Segment Open

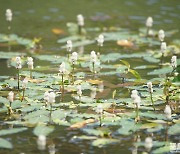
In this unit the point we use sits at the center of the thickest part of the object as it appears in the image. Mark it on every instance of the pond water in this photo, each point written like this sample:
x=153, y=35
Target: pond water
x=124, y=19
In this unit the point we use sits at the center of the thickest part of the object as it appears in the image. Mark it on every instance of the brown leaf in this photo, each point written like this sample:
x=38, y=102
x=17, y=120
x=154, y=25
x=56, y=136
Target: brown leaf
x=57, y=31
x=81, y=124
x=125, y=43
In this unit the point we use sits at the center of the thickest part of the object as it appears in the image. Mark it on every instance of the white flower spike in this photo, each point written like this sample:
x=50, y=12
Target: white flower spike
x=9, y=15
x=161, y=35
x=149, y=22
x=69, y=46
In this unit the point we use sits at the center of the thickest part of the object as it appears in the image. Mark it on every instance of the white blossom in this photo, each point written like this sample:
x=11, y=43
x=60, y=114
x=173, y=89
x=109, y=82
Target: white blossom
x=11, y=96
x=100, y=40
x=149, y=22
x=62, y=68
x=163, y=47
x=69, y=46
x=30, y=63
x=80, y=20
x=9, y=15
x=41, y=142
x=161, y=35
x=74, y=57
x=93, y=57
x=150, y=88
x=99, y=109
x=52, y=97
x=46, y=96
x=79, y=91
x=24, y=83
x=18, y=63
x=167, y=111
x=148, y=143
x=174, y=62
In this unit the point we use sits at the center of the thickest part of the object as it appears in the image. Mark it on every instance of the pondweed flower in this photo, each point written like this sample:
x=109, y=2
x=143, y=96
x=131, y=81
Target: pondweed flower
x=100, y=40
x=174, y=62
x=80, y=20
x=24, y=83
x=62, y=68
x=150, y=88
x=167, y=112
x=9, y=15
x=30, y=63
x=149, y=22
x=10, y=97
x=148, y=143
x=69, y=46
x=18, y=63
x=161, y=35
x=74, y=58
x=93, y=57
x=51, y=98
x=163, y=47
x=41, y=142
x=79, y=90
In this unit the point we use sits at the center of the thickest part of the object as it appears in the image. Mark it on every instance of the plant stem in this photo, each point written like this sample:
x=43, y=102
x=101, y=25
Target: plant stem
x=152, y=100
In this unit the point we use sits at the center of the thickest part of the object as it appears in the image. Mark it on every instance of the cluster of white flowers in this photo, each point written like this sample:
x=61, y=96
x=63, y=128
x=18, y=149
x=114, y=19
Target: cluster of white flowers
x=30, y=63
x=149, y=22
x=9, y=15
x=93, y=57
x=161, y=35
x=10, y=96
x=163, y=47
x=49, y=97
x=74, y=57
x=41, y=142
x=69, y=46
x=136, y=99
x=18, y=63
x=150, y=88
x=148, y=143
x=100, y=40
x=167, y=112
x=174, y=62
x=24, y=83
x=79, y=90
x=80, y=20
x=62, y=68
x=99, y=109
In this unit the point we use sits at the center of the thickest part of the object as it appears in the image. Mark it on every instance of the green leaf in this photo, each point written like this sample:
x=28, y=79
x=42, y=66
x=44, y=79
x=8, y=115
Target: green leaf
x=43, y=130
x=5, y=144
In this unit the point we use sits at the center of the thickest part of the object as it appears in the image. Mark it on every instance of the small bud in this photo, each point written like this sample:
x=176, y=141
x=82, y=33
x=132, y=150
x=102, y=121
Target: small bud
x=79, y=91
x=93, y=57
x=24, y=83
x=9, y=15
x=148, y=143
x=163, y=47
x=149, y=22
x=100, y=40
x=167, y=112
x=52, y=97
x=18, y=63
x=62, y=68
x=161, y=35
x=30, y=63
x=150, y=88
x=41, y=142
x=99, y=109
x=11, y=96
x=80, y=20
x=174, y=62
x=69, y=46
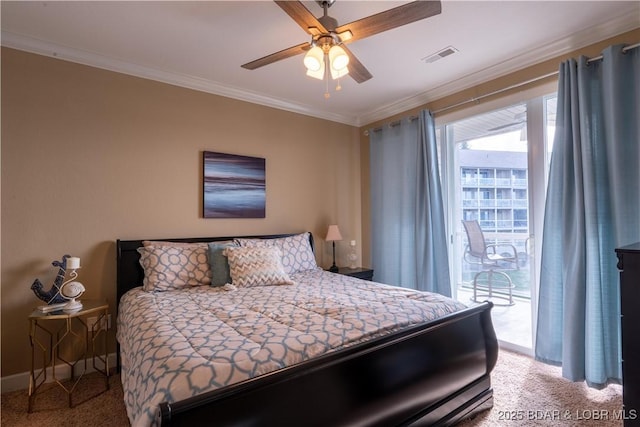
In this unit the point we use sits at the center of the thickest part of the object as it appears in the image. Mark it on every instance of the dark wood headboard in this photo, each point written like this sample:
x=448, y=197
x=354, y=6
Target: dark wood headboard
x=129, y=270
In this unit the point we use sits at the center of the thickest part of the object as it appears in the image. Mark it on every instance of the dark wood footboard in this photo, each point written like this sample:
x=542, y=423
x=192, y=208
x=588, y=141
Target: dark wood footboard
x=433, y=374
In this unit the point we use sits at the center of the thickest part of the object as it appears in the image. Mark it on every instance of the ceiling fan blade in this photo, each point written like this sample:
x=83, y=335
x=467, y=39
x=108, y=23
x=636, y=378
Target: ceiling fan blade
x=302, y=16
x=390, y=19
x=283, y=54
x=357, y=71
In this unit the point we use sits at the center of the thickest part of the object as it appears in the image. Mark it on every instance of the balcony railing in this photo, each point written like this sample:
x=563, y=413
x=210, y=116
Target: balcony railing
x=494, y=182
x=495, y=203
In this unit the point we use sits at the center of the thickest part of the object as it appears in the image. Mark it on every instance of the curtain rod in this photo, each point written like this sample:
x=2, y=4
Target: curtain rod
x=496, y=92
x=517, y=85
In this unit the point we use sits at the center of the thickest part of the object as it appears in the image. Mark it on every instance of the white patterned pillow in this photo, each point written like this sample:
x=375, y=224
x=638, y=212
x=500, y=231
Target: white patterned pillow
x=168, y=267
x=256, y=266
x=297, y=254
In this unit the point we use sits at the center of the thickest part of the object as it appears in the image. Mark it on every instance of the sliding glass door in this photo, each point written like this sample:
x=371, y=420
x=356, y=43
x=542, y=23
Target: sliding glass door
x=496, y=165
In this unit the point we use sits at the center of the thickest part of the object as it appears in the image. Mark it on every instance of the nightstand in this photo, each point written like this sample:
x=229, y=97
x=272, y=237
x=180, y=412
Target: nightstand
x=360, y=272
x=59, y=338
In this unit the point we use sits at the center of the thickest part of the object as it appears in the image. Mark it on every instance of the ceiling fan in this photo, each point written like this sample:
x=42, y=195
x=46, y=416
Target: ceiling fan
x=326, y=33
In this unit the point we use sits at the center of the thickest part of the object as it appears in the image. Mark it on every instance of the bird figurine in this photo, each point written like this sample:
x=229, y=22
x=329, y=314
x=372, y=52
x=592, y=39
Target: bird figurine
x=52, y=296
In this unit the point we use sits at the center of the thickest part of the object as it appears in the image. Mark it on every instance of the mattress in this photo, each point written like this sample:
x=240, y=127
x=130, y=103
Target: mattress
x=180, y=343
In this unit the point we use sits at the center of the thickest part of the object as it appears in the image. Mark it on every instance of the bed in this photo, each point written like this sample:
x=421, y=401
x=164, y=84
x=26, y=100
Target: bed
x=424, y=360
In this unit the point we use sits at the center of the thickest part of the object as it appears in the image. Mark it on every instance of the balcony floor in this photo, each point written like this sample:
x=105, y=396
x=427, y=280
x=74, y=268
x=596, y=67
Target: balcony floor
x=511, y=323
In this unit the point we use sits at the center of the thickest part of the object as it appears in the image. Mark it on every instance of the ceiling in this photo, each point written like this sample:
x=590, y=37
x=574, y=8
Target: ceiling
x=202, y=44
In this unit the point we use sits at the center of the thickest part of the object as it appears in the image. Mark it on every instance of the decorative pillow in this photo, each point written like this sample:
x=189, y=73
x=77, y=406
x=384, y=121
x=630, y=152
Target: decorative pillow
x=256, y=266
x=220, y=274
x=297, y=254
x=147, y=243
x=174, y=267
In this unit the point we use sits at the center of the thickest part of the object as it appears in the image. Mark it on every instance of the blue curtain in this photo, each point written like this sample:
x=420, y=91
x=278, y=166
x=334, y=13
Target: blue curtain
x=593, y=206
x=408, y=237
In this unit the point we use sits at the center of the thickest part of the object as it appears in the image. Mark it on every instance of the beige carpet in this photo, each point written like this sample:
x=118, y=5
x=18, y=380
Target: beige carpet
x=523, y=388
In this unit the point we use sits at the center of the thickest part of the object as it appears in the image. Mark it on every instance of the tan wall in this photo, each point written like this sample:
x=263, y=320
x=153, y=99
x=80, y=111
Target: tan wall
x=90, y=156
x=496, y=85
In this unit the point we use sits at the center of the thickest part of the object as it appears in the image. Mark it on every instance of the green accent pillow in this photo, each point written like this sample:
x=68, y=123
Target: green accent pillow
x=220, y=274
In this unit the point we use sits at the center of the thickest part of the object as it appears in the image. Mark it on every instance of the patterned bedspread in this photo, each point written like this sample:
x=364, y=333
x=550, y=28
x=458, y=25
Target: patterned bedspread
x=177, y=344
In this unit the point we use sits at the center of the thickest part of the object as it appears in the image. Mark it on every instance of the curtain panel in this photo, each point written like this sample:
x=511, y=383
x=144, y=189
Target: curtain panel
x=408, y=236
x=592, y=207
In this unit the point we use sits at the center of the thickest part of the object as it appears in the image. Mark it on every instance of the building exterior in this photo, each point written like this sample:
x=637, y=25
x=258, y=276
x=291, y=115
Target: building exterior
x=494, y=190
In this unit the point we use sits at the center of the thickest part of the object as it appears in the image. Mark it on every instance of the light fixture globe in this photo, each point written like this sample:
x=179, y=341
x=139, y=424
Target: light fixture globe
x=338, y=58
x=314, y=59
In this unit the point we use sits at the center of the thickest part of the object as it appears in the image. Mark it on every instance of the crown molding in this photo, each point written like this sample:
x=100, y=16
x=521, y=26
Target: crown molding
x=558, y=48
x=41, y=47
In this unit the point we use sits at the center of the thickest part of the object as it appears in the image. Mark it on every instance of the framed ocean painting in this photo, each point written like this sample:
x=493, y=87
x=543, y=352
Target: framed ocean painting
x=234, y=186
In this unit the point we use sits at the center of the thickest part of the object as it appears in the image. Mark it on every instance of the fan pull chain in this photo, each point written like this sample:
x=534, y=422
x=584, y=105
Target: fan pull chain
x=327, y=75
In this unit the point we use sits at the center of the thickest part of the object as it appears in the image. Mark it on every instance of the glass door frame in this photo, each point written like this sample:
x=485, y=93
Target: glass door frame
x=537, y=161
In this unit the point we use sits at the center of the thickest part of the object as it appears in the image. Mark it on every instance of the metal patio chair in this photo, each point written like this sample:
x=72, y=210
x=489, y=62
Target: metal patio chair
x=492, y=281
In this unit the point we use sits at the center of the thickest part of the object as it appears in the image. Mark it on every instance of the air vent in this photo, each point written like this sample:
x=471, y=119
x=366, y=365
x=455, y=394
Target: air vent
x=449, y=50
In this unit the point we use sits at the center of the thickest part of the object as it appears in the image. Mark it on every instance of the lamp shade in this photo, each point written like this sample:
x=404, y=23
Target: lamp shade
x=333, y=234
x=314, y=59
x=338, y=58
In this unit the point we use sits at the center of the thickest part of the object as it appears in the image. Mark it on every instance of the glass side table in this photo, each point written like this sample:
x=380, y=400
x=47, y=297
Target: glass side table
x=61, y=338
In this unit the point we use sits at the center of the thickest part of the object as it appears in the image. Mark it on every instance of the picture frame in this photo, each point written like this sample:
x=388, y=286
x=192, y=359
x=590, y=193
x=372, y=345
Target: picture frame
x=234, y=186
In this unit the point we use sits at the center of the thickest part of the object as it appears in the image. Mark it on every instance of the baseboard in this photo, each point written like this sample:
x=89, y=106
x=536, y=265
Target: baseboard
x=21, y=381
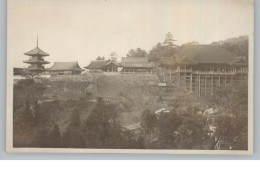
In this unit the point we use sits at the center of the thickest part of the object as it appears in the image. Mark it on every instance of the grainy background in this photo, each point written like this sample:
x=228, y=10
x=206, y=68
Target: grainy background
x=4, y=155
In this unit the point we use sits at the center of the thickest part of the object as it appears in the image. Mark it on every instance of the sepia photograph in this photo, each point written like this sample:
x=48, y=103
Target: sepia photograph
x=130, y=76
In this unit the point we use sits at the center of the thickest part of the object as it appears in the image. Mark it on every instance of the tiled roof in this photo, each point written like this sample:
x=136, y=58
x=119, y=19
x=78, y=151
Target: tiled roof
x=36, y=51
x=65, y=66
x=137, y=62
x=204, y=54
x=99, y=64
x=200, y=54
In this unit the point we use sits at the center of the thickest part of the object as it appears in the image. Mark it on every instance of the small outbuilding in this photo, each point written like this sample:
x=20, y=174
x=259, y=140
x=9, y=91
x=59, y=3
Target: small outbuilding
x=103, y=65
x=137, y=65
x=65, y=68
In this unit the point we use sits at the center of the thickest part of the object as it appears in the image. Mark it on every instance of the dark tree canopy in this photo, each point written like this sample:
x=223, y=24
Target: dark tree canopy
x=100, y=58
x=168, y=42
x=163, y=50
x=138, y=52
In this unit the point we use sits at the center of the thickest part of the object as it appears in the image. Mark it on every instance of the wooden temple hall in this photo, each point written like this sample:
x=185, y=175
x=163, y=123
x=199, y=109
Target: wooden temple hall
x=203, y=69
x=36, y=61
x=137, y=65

Segment Closed

• [Your goal]:
Everything above from the line containing "x=542, y=423" down to the line containing "x=636, y=378" is to be transcribed exactly, with both of those lines included and nothing else added.

• [Result]:
x=542, y=423
x=192, y=208
x=588, y=141
Target: dark wood footboard
x=433, y=374
In this unit the point we use sits at the center of the thickest part of the object as it appears in the image. Mark it on every instance of the ceiling fan blade in this photo, each point written like this sample:
x=83, y=335
x=467, y=39
x=108, y=23
x=636, y=378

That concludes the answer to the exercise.